START RECORD EXCERPTS

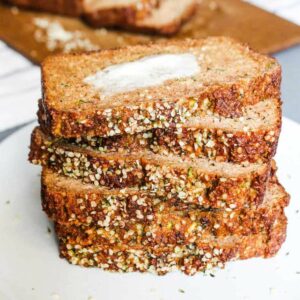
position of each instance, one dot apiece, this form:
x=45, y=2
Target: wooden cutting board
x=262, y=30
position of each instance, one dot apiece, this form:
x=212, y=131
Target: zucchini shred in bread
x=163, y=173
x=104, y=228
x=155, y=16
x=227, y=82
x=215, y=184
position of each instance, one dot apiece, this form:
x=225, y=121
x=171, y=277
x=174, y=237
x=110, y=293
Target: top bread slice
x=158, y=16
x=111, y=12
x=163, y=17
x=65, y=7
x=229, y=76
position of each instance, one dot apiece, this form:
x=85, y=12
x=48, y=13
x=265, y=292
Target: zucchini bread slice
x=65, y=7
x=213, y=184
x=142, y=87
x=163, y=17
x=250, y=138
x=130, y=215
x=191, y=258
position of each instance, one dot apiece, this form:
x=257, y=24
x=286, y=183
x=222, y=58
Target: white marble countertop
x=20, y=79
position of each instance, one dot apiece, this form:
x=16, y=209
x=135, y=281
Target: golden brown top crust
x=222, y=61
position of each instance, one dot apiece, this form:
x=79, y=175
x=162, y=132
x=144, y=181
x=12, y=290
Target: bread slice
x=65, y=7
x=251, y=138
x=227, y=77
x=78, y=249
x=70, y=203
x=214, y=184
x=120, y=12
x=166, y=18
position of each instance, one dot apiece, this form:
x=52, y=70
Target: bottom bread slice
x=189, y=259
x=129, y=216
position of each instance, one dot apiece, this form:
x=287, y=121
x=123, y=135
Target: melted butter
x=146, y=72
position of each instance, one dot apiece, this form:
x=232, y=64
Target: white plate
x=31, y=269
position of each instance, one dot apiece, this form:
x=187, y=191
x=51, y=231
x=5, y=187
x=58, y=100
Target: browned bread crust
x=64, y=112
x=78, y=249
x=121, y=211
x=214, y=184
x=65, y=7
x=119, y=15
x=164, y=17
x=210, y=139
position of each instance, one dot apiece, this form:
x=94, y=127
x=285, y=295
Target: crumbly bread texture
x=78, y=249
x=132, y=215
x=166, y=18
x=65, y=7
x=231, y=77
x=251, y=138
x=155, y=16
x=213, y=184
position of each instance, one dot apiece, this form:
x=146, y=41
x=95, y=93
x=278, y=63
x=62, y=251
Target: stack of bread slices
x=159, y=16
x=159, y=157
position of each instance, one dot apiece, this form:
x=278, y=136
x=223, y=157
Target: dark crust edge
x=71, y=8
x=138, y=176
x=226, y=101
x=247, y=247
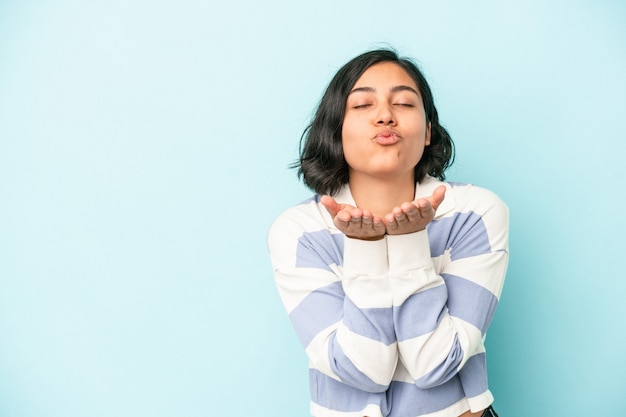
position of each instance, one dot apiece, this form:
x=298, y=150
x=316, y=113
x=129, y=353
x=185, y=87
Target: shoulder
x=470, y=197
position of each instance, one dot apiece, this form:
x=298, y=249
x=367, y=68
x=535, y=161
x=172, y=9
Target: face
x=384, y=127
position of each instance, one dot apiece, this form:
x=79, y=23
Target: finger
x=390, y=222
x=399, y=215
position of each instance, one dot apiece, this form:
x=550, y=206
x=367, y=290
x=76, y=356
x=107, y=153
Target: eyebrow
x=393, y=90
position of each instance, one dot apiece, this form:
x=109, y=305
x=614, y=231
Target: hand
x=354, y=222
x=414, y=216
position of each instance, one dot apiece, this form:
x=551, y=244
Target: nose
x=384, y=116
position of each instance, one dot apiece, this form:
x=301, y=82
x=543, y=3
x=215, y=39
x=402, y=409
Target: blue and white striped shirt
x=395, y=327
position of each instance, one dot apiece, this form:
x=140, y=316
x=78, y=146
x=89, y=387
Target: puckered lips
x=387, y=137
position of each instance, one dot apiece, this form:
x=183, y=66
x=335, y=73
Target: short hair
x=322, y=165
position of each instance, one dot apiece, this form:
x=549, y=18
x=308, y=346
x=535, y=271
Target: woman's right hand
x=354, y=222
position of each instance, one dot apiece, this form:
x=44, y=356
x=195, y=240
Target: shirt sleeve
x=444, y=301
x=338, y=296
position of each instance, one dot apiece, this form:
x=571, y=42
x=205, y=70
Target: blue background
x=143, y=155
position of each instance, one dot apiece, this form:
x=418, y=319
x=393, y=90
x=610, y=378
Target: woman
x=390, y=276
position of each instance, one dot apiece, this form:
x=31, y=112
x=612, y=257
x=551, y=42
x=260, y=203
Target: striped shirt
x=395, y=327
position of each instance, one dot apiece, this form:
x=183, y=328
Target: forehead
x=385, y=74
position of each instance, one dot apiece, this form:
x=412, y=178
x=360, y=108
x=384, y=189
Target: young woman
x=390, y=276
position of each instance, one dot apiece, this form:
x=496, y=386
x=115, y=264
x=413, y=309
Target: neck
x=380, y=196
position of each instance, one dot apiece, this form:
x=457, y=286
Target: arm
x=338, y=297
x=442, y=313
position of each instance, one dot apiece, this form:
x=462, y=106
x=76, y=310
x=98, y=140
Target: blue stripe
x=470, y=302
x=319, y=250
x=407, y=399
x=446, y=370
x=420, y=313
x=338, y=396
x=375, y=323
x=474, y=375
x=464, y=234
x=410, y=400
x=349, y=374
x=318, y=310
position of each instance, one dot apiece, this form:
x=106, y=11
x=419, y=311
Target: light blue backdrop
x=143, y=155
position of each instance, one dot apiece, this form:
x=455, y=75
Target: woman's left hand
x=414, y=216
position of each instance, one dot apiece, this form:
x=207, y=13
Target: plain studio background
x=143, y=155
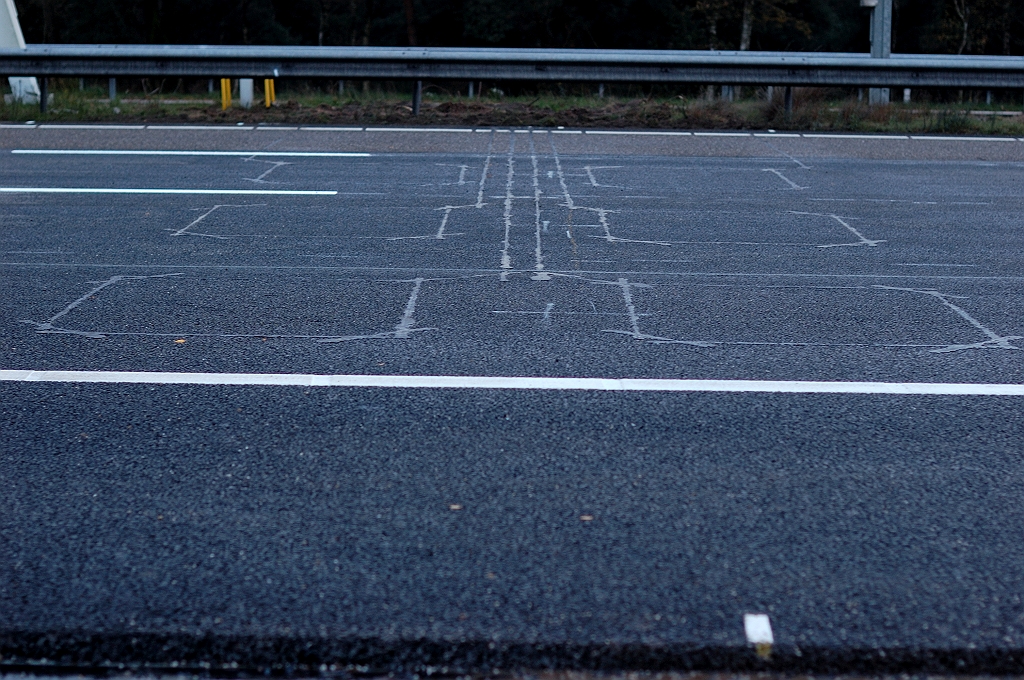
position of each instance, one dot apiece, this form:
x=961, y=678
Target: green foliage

END RECORD EXCERPTS
START RECORD EXCERPTS

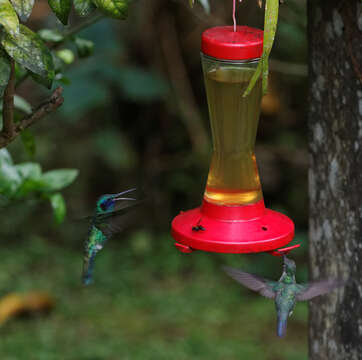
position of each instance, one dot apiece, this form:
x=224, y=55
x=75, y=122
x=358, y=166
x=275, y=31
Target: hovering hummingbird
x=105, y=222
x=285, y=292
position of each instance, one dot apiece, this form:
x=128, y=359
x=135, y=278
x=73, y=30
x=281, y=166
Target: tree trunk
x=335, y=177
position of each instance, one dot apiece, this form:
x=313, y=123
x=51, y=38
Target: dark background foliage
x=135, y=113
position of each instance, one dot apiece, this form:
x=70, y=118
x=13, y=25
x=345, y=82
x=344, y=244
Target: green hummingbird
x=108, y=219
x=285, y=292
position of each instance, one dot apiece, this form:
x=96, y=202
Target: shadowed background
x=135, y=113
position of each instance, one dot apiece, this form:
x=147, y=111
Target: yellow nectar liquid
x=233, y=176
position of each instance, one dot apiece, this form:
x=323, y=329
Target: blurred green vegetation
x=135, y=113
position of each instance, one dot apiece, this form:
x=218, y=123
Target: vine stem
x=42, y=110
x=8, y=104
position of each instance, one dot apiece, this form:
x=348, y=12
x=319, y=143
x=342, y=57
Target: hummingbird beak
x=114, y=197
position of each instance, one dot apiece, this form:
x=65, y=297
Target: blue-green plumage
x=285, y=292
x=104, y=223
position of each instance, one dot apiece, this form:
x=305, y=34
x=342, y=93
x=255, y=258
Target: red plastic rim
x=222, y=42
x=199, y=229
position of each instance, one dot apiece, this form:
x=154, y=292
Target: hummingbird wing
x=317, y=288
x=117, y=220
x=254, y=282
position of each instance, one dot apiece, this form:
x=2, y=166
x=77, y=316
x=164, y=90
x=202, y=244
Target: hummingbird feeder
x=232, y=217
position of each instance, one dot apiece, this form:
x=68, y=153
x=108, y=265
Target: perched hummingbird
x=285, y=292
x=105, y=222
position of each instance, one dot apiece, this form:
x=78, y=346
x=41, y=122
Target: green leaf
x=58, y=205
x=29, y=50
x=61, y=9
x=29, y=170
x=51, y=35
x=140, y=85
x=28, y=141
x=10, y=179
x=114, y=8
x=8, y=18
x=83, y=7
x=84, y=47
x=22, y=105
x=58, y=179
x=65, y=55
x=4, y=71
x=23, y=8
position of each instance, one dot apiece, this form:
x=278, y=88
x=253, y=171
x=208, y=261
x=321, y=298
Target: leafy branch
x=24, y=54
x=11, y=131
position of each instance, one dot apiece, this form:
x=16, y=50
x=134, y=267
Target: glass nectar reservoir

END RECORD EXCERPTS

WHAT IS NEEDED
Using the data above, transcribe the lines that run from the line with "Target: eyebrow" to the line with "x=535, y=271", both ends kept, and output nothing else.

YOUR RESPONSE
Target: eyebrow
x=393, y=90
position of each instance, one dot apiece, this form:
x=109, y=305
x=614, y=231
Target: hand
x=354, y=222
x=414, y=216
position of each instance, one dot apiece, this form:
x=551, y=244
Target: nose
x=384, y=116
position of each instance, one dot apiece, this form:
x=301, y=82
x=543, y=3
x=215, y=39
x=402, y=409
Target: blue and white striped shirt
x=395, y=327
position of each instance, one dot apiece, this form:
x=140, y=316
x=78, y=146
x=89, y=387
Target: puckered lips
x=387, y=137
position of each instance, one dot apiece, this form:
x=183, y=66
x=335, y=73
Target: short hair
x=322, y=165
position of each instance, one dot apiece, this form:
x=549, y=18
x=308, y=346
x=535, y=271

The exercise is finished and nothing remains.